As the industry works together on open standards, what new data-center architectures will emerge to manage the growing volume and variety of data?
Bullinger: In the Zettabyte-scale Age, data infrastructure needs to be re-architected to address the growing scale and complexity of workloads, applications, and AI/IoT datasets. These constructs will involve multiple tiers of workload-optimized storage as well as new approaches to system software. Zoned Storage, an open-source initiative, will help enable customers to take advantage of zone block management across both SMR [shingled magnetic recording] HDDs and ZNS [zoned namespaces] SSDs for sequentially written, read-centric workloads. In 2020, we’ll see a substantial amount of application and storage software investment in Zoned Storage to help drive more efficient storage tiers as data centers are redefined in the Zettabyte-scale Age.
As data centers meet the demands of the Zettabyte-scale Age, how will storage tiers evolve?
Bullinger: In 2020, tiering of data leveraging device, media, and fabric innovation will expand, not contract.
There will continue to be strong exabyte growth in read-centric applications in the data center, from AI, ML, and big-data analytics to a variety of business intelligence and accessible archive workloads. These at-scale use cases are driving a diverse set of performance, capacity, and cost-efficiency demands on storage tiers, as enterprises deliver increasingly differentiated services on their data infrastructure.
To meet these demands, data-center architecture will continue advancing toward a model where data-storage solutions will be consistently provisioned and accessed over fabrics, with the underlying storage platforms and devices delivering to a variety of SLAs [service level agreements], aligned with specific application needs. And while we certainly expect to expand the deployment of TLC and QLC flash in these at-scale, high-growth workloads for higher-performance use cases, the relentless demand for exabytes of cost-effective, scalable storage will continue to drive strong growth in capacity-enterprise HDD.

# TASK OBJECTIVE
Retype the interview excerpt on data-center storage tiers word for word, from the opening question through the final sentence.

# DATA
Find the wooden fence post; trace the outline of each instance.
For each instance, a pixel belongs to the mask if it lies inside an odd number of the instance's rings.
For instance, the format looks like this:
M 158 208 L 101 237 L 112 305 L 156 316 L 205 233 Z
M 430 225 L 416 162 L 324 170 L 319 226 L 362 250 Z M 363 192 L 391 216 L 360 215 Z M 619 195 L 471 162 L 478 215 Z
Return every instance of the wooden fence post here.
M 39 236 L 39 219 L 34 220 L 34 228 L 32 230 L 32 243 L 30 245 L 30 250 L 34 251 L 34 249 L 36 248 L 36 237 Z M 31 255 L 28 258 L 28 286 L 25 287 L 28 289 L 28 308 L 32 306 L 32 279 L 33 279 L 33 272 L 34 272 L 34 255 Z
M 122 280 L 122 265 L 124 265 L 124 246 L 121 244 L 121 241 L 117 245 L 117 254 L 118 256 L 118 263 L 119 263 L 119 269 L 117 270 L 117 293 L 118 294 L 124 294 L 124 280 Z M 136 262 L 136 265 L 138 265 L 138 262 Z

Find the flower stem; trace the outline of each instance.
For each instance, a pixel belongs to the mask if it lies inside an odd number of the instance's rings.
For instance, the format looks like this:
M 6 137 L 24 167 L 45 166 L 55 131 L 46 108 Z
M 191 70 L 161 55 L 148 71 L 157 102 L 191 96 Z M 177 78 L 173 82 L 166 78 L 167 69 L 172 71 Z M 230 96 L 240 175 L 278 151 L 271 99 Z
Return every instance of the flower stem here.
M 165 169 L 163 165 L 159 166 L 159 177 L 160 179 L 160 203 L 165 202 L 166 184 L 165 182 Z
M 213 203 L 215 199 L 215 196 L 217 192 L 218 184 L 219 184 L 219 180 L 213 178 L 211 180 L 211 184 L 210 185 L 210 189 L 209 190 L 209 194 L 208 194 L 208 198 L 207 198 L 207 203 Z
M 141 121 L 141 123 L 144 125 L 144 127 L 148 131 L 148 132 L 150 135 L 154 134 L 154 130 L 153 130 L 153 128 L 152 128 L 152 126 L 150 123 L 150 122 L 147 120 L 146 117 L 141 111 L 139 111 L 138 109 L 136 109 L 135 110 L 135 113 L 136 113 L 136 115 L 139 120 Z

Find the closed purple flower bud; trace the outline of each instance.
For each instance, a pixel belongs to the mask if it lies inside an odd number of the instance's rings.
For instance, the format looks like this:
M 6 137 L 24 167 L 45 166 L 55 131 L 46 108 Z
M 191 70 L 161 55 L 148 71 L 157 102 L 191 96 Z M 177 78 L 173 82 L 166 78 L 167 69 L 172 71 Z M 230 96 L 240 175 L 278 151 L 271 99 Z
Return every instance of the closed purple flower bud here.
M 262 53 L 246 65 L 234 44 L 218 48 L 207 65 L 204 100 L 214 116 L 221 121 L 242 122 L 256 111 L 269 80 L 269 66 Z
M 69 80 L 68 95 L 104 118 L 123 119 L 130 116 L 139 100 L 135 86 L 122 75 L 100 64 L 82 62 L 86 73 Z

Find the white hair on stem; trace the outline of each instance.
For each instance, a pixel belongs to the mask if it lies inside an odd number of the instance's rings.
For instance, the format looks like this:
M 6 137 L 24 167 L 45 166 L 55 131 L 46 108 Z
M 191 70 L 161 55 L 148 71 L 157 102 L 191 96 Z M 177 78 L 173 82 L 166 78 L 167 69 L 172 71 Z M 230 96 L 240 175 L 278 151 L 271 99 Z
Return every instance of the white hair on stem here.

# TASK ANSWER
As the industry works together on open standards, what new data-center architectures will emerge to manage the growing volume and variety of data?
Bullinger: In the Zettabyte-scale Age, data infrastructure needs to be re-architected to address the growing scale and complexity of workloads, applications, and AI/IoT datasets. These constructs will involve multiple tiers of workload-optimized storage as well as new approaches to system software. Zoned Storage, an open-source initiative, will help enable customers to take advantage of zone block management across both SMR [shingled magnetic recording] HDDs and ZNS [zoned namespaces] SSDs for sequentially written, read-centric workloads. In 2020, we’ll see a substantial amount of application and storage software investment in Zoned Storage to help drive more efficient storage tiers as data centers are redefined in the Zettabyte-scale Age.
As data centers meet the demands of the Zettabyte-scale Age, how will storage tiers evolve?
Bullinger: In 2020, tiering of data leveraging device, media, and fabric innovation will expand, not contract.
There will continue to be strong exabyte growth in read-centric applications in the data center, from AI, ML, and big-data analytics to a variety of business intelligence and accessible archive workloads. These at-scale use cases are driving a diverse set of performance, capacity, and cost-efficiency demands on storage tiers, as enterprises deliver increasingly differentiated services on their data infrastructure.
To meet these demands, data-center architecture will continue advancing toward a model where data-storage solutions will be consistently provisioned and accessed over fabrics, with the underlying storage platforms and devices delivering to a variety of SLAs [service level agreements], aligned with specific application needs. And while we certainly expect to expand the deployment of TLC and QLC flash in these at-scale, high-growth workloads for higher-performance use cases, the relentless demand for exabytes of cost-effective, scalable storage will continue to drive strong growth in capacity-enterprise HDD.